[REQUIRED TASK] Reproduce the following material word for word, keeping every line in its original order.

[PROVIDED MATERIAL]
■ ■ ■ ■
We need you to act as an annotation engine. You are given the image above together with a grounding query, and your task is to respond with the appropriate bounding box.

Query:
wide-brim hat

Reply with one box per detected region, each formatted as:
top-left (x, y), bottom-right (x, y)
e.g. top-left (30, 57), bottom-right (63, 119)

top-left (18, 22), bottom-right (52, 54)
■ ■ ■ ■
[THE COMPLETED TASK]
We need you to act as an annotation engine. You are given the image above together with a grounding query, and your task is to respond with the appropriate bounding box.

Query:
wide-brim hat

Reply with one box per detected region, each formatted as:
top-left (x, y), bottom-right (x, y)
e.g. top-left (30, 57), bottom-right (63, 119)

top-left (18, 22), bottom-right (52, 54)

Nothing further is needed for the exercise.